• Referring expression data
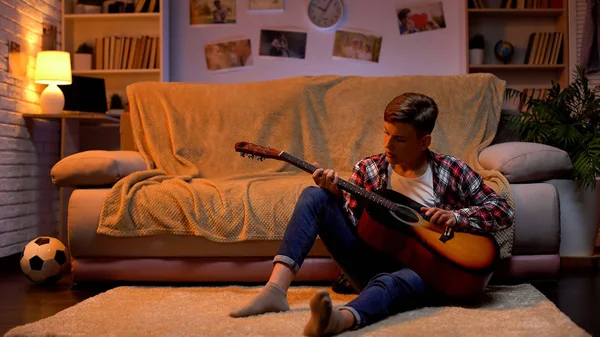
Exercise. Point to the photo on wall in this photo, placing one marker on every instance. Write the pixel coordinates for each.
(17, 60)
(282, 44)
(265, 5)
(228, 55)
(420, 18)
(212, 12)
(357, 46)
(48, 36)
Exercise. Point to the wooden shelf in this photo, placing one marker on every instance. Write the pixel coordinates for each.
(534, 12)
(517, 67)
(115, 71)
(112, 16)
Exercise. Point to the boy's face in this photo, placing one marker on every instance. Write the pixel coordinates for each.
(403, 144)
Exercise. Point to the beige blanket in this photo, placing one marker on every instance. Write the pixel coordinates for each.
(198, 185)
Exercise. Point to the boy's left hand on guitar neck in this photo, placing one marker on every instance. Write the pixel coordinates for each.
(440, 216)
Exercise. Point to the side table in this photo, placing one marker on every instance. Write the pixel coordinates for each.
(70, 121)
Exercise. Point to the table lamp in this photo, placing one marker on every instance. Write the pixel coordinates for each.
(52, 67)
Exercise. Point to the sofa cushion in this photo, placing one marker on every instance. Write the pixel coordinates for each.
(526, 162)
(96, 168)
(85, 242)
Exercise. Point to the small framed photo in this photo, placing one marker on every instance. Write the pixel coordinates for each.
(17, 60)
(357, 46)
(265, 5)
(228, 55)
(212, 12)
(420, 18)
(282, 44)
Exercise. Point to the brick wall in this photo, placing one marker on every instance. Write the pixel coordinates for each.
(28, 149)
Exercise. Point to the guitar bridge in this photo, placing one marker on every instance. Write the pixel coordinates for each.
(448, 234)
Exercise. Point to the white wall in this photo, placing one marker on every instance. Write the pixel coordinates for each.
(28, 200)
(440, 52)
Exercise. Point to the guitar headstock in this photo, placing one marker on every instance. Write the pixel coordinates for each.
(259, 151)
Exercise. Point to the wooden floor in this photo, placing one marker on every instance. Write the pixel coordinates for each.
(576, 293)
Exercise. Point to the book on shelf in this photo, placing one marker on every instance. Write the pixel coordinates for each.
(147, 6)
(476, 4)
(531, 4)
(532, 93)
(127, 52)
(544, 48)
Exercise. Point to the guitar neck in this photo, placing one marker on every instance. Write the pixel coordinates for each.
(342, 184)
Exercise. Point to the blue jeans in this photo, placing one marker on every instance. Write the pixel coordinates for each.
(385, 286)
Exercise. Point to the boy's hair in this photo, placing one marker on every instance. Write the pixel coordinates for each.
(418, 110)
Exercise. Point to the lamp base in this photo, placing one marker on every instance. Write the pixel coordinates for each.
(52, 100)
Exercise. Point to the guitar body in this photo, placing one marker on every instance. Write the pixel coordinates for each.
(460, 267)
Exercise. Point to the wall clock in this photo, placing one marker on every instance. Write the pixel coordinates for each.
(326, 14)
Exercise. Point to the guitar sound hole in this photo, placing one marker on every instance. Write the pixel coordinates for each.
(407, 216)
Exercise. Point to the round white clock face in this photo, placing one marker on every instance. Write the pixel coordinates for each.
(325, 13)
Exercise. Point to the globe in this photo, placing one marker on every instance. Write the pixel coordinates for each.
(504, 51)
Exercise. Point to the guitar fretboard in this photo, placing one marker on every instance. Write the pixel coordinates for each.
(342, 184)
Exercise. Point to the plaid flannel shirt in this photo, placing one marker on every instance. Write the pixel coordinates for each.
(457, 187)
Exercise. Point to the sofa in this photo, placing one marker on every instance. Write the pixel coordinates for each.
(189, 130)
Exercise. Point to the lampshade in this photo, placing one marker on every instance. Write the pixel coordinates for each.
(53, 67)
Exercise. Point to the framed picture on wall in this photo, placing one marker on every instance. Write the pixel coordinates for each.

• THE PROBLEM
Write out, word for word, the line containing "Exercise. Point to the plaid" and all the lines after it in the entries above, and nothing more.

• OUTPUT FOR THIS EXERCISE
Exercise. Point to the plaid flannel shirt in this photo, placing one marker on every instance. Write the pixel coordinates for each.
(457, 187)
Exercise. Point to the sofa in this photo, placing one marker on every instance. Write the pixel coordinates for each.
(189, 130)
Exercise. Point to the lampshade in this photo, placing one marker on every instance. Write the pixel coordinates for each.
(53, 67)
Exercise. Point to the framed picture on wall in this photo, placing one marker on every instance. Write the pixel coordinates for each.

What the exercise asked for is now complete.